(Region labeling listing)
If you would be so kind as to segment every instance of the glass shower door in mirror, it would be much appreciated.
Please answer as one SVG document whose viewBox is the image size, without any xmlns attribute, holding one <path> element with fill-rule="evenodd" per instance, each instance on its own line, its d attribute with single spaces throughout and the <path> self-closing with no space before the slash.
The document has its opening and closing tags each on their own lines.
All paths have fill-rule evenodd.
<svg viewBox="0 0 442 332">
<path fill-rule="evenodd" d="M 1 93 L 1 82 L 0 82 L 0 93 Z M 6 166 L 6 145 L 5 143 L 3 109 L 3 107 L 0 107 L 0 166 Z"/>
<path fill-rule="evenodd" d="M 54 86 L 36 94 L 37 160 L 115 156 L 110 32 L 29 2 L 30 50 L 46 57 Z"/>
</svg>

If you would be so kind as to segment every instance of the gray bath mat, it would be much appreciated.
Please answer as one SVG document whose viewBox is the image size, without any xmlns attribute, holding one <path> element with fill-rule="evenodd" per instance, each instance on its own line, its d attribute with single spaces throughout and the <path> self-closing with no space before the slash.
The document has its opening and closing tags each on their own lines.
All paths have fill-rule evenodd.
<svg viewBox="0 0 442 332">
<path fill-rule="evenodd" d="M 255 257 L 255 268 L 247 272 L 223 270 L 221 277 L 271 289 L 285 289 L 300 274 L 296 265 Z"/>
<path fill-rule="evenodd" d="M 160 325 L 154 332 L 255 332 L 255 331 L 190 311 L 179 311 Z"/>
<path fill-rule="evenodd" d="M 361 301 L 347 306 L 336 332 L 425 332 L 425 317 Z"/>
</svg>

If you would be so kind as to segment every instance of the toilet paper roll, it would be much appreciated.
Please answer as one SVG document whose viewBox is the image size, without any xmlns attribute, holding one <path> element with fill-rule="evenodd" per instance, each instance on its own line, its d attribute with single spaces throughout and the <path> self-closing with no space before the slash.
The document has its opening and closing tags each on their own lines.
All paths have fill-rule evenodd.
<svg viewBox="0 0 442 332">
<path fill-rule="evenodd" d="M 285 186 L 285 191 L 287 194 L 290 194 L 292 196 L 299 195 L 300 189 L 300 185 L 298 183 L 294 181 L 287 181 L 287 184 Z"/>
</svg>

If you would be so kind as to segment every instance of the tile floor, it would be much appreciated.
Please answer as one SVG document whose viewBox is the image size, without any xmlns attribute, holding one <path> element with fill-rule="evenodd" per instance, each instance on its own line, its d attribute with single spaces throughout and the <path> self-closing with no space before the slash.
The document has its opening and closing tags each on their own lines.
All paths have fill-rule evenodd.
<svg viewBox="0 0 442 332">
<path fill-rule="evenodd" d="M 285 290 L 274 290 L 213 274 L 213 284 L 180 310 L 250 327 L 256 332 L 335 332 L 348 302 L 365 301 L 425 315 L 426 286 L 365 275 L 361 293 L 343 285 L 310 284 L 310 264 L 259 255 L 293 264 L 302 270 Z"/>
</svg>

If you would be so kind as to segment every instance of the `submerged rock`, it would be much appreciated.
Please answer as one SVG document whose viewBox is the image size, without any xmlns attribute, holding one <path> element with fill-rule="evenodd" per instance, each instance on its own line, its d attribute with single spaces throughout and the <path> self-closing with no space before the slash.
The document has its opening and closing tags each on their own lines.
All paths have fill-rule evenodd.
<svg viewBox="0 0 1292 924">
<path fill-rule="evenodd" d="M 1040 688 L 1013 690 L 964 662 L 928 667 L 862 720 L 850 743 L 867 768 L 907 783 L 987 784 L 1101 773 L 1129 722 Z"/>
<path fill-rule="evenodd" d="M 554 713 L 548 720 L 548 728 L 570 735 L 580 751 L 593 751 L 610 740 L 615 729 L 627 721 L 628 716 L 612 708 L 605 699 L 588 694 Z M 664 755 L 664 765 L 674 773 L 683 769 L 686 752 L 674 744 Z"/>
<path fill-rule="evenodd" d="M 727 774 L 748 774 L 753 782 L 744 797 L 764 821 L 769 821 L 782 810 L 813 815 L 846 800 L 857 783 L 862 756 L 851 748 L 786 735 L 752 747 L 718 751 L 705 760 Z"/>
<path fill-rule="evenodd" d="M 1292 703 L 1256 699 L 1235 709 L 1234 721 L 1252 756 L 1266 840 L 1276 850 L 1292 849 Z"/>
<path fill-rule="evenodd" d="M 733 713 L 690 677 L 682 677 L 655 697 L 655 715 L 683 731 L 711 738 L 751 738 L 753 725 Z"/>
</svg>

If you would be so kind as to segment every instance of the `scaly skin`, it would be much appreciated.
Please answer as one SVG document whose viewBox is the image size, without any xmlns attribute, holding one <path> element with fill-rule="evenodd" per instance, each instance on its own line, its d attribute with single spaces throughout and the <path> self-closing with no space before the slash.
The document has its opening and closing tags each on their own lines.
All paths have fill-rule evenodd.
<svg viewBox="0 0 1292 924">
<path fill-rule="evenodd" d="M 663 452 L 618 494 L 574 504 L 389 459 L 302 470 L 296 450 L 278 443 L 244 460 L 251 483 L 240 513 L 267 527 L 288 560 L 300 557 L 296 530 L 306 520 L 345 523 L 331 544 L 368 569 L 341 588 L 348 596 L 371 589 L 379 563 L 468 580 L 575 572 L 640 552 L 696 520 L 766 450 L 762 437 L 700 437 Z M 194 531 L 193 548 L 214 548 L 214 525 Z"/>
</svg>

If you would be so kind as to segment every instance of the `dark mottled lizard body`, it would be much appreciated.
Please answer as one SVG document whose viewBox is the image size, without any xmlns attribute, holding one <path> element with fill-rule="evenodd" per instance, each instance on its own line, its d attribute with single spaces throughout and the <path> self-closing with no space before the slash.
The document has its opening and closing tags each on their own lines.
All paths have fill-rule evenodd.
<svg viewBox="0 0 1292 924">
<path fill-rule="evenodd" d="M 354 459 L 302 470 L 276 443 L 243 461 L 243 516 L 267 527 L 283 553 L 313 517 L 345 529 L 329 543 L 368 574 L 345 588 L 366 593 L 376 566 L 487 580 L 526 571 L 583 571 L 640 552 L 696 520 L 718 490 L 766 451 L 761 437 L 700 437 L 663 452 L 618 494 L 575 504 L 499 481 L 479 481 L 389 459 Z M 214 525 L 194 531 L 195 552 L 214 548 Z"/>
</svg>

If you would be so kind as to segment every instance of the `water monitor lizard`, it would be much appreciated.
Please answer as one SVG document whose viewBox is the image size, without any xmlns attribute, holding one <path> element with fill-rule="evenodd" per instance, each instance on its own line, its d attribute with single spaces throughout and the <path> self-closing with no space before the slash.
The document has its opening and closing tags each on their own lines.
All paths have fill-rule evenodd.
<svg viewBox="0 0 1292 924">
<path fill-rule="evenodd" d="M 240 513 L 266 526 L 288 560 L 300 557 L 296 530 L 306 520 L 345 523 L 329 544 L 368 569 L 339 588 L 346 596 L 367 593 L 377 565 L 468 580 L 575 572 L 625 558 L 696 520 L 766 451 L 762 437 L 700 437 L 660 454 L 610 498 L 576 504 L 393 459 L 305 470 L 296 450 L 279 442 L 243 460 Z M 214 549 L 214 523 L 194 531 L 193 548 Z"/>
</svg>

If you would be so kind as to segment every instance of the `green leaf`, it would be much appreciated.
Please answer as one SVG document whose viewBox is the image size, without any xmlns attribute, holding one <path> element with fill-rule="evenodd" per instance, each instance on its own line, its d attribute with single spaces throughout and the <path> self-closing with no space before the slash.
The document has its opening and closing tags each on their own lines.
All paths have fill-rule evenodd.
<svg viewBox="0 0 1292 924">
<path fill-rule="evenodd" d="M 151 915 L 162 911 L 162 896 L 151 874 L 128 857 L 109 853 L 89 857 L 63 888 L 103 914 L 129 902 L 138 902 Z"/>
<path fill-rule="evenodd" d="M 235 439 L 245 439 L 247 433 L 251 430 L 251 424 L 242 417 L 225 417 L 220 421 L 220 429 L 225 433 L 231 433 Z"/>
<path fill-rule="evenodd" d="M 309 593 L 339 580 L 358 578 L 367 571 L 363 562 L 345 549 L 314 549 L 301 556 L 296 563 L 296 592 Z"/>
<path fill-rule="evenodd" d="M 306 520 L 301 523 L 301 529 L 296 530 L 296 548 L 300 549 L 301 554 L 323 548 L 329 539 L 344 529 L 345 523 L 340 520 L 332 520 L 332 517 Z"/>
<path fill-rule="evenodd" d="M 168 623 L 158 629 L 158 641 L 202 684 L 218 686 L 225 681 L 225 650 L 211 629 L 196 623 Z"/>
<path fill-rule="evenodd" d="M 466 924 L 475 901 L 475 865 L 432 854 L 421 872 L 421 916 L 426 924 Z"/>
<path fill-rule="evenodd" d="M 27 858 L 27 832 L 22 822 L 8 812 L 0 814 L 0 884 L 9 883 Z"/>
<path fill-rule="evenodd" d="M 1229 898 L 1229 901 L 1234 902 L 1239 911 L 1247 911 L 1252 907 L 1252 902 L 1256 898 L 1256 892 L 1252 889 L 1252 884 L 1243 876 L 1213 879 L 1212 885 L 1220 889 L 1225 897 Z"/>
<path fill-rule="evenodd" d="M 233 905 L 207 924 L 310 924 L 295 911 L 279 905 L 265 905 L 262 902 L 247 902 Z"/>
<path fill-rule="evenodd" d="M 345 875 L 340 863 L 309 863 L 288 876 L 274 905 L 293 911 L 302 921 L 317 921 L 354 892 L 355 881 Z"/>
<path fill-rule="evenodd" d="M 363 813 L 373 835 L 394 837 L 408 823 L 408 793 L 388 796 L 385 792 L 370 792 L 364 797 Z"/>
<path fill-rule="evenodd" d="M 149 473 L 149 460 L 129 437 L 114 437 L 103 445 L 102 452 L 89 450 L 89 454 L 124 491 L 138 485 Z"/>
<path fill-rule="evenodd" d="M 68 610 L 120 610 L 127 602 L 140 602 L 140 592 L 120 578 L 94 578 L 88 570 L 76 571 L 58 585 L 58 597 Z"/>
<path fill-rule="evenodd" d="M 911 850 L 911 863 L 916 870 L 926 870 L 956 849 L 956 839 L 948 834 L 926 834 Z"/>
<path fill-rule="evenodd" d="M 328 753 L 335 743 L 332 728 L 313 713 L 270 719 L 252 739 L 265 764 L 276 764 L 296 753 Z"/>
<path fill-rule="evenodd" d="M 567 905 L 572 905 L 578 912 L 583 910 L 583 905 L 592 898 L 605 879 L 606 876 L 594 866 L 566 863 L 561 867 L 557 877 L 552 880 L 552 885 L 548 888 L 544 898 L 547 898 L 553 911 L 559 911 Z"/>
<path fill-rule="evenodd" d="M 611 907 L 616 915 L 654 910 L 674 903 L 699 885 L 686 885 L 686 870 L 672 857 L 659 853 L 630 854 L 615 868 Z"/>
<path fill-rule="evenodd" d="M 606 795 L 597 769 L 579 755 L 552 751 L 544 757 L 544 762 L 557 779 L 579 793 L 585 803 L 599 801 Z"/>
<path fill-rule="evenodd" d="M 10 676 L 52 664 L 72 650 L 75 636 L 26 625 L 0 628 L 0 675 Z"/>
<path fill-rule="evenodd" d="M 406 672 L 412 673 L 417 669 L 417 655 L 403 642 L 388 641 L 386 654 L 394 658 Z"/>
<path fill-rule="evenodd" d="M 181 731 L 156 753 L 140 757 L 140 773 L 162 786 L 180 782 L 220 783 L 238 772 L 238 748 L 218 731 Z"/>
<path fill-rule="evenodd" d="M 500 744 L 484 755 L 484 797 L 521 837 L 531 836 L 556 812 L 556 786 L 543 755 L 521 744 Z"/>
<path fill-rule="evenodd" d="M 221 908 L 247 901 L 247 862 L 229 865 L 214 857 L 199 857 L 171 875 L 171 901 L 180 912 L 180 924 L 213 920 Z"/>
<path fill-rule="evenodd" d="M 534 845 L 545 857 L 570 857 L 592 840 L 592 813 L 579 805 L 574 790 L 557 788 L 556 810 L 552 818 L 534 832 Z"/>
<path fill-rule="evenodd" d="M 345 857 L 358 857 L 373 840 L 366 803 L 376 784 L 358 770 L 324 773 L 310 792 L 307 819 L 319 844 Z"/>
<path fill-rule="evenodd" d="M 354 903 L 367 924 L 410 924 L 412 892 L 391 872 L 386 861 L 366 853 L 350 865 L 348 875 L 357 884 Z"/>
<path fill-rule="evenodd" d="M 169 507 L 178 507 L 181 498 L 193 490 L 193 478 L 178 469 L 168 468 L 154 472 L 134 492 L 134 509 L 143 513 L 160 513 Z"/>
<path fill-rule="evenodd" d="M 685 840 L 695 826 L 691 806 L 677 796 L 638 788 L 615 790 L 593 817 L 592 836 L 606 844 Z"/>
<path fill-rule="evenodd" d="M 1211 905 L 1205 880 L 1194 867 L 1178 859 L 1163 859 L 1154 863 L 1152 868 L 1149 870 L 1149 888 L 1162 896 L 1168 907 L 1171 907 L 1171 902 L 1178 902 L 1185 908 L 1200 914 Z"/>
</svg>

> **Aim**: Please tally the lines of the listing that contain the string "lizard", matching case exactly, and give only the number.

> **Answer to this exercise**: 2